**Task to carry out**:
From the records below, extract every line from the line containing "Identify the torii tunnel, giving" through the line containing "<point>344,197</point>", both of those lines included, and repeat them word for word.

**The data**:
——————

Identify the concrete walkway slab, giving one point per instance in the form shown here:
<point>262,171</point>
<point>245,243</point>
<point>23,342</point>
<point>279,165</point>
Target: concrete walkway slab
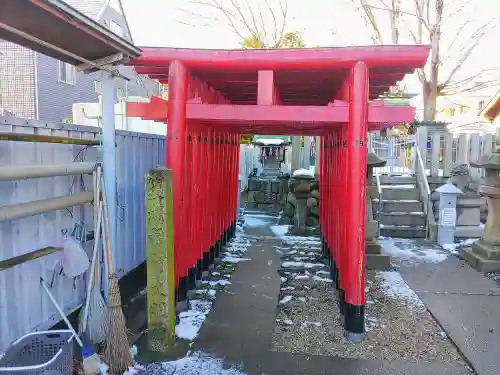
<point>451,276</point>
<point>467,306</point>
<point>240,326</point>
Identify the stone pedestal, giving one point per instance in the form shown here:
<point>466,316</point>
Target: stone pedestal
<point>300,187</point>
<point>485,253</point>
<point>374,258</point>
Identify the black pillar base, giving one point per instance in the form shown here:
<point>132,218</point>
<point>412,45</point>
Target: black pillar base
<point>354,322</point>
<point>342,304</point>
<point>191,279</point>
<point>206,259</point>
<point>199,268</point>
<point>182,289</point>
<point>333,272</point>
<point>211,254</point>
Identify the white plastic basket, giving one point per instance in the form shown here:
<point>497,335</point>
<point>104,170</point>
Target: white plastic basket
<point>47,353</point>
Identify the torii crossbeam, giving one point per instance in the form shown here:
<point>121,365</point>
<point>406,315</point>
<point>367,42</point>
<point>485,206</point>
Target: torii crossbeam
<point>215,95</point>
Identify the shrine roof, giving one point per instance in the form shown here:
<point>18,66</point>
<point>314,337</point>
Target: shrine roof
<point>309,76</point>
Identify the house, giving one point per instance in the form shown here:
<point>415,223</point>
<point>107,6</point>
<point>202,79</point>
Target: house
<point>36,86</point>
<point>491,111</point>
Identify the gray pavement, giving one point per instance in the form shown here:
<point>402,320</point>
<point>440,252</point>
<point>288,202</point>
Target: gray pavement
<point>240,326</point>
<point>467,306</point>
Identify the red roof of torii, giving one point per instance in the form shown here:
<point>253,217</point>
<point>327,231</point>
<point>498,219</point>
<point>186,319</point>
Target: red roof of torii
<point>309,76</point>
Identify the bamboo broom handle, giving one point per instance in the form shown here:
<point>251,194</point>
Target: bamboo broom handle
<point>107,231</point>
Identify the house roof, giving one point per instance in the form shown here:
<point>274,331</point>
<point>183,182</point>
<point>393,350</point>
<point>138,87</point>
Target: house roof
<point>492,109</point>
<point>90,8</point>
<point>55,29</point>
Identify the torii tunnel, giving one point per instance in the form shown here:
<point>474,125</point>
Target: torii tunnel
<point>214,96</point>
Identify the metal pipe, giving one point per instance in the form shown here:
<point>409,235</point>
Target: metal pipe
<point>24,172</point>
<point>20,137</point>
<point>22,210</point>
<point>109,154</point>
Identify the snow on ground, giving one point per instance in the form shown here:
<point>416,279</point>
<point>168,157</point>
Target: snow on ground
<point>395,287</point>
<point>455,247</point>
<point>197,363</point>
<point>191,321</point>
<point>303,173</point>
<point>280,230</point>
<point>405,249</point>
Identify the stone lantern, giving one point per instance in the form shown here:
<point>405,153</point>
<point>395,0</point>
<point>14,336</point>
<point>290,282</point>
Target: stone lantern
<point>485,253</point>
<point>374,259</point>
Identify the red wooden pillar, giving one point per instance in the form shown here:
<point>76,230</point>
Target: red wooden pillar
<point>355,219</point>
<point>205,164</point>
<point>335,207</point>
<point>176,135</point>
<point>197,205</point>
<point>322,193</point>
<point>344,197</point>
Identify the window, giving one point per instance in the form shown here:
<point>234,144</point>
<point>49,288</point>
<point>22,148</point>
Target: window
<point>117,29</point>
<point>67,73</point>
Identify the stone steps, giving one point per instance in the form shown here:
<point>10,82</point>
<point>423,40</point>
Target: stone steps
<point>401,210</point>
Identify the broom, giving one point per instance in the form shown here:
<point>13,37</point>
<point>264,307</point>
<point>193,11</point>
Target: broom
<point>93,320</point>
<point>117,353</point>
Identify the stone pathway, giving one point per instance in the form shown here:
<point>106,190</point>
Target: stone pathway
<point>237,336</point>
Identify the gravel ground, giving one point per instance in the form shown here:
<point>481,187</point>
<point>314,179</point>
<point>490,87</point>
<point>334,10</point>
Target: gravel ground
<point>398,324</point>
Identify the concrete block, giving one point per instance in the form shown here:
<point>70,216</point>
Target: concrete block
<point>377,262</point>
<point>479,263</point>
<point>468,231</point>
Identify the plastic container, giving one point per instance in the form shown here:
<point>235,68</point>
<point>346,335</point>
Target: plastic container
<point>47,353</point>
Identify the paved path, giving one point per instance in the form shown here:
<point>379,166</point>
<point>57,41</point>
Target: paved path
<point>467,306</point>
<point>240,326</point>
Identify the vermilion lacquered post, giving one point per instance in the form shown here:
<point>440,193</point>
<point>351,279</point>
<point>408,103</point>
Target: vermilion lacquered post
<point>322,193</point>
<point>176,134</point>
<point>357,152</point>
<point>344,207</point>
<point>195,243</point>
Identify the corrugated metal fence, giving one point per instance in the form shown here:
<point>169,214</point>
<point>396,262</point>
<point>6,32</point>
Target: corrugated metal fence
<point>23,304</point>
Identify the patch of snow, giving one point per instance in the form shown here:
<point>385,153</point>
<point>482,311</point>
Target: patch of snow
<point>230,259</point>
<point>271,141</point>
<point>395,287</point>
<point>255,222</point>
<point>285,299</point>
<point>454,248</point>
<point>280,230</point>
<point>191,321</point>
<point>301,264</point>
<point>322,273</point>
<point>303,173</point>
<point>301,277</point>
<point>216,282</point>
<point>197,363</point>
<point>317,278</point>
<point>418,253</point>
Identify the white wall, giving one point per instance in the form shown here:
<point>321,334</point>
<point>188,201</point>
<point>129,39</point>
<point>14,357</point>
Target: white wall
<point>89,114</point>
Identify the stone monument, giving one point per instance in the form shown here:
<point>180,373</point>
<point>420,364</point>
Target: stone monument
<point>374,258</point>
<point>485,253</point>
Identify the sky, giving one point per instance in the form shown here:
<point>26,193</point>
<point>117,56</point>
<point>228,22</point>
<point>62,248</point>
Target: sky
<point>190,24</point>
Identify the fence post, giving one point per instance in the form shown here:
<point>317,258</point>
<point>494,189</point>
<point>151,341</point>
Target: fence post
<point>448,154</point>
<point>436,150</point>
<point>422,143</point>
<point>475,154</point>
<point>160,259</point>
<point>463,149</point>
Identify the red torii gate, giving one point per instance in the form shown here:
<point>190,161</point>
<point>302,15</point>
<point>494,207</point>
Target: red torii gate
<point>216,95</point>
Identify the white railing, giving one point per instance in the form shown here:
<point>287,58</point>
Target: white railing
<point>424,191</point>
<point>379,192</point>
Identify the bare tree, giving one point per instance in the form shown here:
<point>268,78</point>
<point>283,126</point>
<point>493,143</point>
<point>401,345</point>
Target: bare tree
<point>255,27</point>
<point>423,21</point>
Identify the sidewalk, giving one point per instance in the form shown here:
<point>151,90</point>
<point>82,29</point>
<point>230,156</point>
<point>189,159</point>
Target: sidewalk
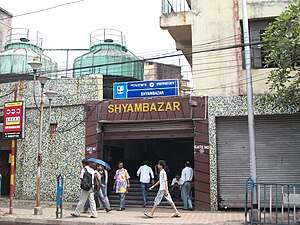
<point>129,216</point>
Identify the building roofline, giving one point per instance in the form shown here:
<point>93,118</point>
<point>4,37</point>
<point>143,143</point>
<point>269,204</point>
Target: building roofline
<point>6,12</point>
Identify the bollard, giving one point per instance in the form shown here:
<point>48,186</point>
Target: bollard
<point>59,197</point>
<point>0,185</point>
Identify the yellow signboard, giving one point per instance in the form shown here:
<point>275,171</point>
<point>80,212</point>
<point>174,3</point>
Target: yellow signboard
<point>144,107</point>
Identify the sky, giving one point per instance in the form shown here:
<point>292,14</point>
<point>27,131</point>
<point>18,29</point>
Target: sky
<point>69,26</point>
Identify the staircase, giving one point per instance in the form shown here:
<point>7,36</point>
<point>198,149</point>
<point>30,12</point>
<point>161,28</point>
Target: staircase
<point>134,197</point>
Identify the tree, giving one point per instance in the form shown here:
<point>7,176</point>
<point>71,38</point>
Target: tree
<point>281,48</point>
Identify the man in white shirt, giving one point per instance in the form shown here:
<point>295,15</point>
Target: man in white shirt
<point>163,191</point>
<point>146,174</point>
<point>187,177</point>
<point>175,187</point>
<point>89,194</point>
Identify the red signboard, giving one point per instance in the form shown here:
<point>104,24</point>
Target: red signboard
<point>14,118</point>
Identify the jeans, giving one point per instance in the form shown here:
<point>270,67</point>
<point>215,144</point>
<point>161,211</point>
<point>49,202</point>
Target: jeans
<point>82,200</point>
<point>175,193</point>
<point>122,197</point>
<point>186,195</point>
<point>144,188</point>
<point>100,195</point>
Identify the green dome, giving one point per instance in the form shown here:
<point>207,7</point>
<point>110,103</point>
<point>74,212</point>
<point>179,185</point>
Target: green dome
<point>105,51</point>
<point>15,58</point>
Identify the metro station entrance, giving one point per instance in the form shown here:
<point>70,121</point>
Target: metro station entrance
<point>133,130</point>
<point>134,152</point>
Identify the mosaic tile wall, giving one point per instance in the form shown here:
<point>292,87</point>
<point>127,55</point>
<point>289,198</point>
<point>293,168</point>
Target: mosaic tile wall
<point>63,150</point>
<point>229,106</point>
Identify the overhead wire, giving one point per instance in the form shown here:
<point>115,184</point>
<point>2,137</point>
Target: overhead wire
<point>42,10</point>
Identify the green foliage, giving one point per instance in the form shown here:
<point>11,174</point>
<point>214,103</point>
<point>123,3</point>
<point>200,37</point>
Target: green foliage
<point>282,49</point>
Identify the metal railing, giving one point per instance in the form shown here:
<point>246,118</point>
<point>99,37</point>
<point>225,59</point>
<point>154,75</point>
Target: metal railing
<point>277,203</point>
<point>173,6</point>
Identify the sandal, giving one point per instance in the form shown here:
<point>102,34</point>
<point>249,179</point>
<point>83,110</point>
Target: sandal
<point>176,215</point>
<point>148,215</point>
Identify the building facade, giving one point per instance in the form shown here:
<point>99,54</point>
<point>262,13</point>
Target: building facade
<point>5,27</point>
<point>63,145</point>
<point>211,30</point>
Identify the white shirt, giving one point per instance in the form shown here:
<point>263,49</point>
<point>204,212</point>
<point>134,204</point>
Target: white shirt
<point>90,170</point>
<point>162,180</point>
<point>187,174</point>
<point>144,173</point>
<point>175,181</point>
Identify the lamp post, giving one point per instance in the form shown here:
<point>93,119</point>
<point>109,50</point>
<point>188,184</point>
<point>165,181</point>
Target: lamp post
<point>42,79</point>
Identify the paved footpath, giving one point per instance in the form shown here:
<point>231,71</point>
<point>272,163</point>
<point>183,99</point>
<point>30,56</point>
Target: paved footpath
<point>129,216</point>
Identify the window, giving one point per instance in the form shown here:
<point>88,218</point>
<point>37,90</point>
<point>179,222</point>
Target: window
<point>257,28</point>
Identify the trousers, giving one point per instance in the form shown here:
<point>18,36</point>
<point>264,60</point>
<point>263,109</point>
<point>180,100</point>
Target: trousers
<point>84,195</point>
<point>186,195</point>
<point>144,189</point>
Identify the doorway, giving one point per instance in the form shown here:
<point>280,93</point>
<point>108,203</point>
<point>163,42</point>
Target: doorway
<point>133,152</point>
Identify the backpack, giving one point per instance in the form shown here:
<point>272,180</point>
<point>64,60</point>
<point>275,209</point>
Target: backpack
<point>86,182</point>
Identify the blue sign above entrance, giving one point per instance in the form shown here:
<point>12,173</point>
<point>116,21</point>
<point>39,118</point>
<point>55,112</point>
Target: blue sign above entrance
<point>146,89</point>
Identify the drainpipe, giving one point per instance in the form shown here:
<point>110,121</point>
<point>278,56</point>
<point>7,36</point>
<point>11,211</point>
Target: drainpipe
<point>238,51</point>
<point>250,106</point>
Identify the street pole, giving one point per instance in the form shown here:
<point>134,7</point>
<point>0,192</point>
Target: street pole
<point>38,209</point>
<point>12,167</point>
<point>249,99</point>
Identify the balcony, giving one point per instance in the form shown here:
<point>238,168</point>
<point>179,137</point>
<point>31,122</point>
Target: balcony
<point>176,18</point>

——————

**Response for this exercise**:
Identify the torii tunnel, giving one point per instance in the form shown here:
<point>474,125</point>
Target: torii tunnel
<point>214,96</point>
Identify the metal pipe, giving one point per instance in the form shown here:
<point>409,235</point>
Target: metal pipe
<point>24,172</point>
<point>20,137</point>
<point>22,210</point>
<point>109,154</point>
Identify the snow on ground, giving one point per instance in the form shown here:
<point>416,279</point>
<point>168,157</point>
Target: snow on ground
<point>395,287</point>
<point>455,247</point>
<point>197,363</point>
<point>191,321</point>
<point>303,173</point>
<point>280,230</point>
<point>405,249</point>
Identify the stone lantern, giving one point per instance in the form shown here:
<point>405,153</point>
<point>395,0</point>
<point>14,336</point>
<point>290,282</point>
Target: stone lantern
<point>485,253</point>
<point>374,259</point>
Identify the red wooden pillar, giving one point per instance in the form shown here:
<point>76,230</point>
Target: red wooden pillar
<point>355,219</point>
<point>205,164</point>
<point>335,207</point>
<point>176,135</point>
<point>197,205</point>
<point>322,193</point>
<point>344,197</point>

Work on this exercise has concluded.